Stored data:
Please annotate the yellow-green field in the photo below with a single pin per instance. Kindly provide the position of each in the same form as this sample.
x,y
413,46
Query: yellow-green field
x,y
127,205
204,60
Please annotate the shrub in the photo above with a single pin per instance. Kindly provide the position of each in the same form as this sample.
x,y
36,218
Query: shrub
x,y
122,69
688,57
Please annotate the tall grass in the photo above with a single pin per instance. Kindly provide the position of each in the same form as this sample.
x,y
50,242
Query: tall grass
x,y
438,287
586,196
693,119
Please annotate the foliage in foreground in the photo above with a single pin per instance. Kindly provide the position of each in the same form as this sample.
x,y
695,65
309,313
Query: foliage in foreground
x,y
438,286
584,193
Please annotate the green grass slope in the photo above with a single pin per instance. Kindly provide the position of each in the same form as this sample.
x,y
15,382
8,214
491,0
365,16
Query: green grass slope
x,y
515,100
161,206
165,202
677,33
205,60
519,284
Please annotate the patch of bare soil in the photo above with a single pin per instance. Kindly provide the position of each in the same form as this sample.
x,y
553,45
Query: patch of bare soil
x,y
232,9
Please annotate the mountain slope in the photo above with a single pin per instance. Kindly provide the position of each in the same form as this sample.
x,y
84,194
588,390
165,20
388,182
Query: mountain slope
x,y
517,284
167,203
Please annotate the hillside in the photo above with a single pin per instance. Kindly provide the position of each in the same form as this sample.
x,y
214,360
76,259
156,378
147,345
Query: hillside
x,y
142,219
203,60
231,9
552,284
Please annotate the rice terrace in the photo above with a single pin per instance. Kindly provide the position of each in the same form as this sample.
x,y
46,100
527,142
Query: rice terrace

Exercise: Type the records again in full, matching them exactly.

Result of this exercise:
Please annotate the yellow-green field in the photo below with a single pin per instance. Kindly provide the position of each in the same form as this sample.
x,y
413,46
Query: yellow-green field
x,y
127,205
204,60
Please annotate the shrub in the photo above with a single pin per instance. Kindly provide the position of each in the same form as this sample.
x,y
36,218
Query: shrub
x,y
122,69
688,57
Please annotate the tall grass in the photo above with a single pin per instance. Kindly provide the position of each in the same form as this sample.
x,y
50,242
Query: tall grass
x,y
438,287
586,196
693,119
Please annotate the foliage in foreground in the photo above with a single pin per instance. Kindly provide the position of each in the same form as this sample.
x,y
695,65
309,313
Query: foliage in foreground
x,y
438,286
584,193
Please annotate the green grass slope in the photo above with a single pin per instance. Kindly provide the position of each in the same form as this sample.
x,y
15,382
8,214
491,0
365,16
Query: green grass slope
x,y
515,100
161,206
165,202
677,33
205,60
519,284
Please annotate the patch of bare soil in the photo above with a single pin per instance. Kindly provide the position of each in the same form as this sample.
x,y
553,45
Query: patch of bare soil
x,y
232,9
Please annotate the mountain slope in the photo above with a single pin per instance. Kindly provide the position of each in the same form as this sample.
x,y
84,194
588,390
165,20
388,182
Query: mountain slope
x,y
517,284
167,203
Please annotate the hillside in the photo above with a single pin per instance. Kindly provide the position of each in the same form as this sample.
x,y
214,360
76,259
156,378
147,345
Query: hillside
x,y
142,219
203,60
231,9
552,284
Please annotate the rice terrace in the photo above with a single pin per instance. Kindly provide the position of each in the same form as this sample.
x,y
46,100
527,142
Query: rice terrace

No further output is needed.